[Stored data entries]
▼
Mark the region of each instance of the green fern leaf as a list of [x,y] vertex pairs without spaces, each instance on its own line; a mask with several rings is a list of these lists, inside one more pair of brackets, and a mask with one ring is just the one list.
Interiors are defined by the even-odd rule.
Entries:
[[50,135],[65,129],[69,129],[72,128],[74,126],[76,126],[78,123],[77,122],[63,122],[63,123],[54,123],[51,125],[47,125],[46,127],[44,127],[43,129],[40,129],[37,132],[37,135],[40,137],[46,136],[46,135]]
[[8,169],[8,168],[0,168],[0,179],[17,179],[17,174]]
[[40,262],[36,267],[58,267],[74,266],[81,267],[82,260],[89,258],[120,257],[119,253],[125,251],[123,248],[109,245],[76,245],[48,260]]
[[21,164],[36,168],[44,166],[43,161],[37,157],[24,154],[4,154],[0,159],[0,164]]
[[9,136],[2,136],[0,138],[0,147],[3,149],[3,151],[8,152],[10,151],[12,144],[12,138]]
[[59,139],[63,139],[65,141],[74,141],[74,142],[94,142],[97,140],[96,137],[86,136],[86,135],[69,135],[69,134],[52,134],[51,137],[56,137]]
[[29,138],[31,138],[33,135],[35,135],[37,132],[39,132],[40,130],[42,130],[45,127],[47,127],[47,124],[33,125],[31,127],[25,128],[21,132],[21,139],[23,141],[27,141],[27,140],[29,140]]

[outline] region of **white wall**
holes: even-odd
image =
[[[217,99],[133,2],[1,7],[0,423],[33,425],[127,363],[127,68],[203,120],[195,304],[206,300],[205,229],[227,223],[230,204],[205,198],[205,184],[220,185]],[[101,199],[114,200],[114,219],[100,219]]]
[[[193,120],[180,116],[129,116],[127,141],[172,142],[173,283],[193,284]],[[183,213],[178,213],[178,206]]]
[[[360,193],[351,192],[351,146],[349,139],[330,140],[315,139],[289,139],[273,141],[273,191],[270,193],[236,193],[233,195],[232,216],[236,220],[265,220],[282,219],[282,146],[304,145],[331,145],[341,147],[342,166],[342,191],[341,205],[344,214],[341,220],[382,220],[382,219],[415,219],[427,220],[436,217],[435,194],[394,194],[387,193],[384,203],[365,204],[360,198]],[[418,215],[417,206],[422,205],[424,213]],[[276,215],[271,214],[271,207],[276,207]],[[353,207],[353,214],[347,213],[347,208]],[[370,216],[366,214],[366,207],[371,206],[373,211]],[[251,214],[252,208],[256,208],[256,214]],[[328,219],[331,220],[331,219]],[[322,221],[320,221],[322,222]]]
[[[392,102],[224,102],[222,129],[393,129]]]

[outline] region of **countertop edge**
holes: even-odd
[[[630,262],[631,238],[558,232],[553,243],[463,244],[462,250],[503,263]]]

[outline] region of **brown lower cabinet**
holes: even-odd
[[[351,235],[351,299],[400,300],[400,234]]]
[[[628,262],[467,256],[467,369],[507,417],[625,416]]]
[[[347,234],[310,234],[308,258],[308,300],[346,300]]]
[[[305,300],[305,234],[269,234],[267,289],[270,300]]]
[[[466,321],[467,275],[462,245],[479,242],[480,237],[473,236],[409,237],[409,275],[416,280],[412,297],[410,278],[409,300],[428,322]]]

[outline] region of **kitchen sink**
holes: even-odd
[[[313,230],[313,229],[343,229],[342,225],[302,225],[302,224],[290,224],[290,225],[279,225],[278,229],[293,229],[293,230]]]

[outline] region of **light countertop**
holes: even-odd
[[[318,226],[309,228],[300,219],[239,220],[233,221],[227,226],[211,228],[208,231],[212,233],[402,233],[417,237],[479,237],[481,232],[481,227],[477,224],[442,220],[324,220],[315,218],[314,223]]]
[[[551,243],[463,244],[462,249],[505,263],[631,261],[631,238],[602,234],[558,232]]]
▲
With the line containing "Interiors are defined by the even-odd rule." as the last one, please set down exactly the lines of the records above from their very first line, and nothing more.

> **Solution**
Mark the region of each instance of the green fern leaf as a list of [x,y] vertex pairs without spaces, each instance on its own line; a mask with several rings is a list of these lists, inside one more pair of brackets, and a mask with one ring is just the one list.
Interiors are defined by the even-odd rule.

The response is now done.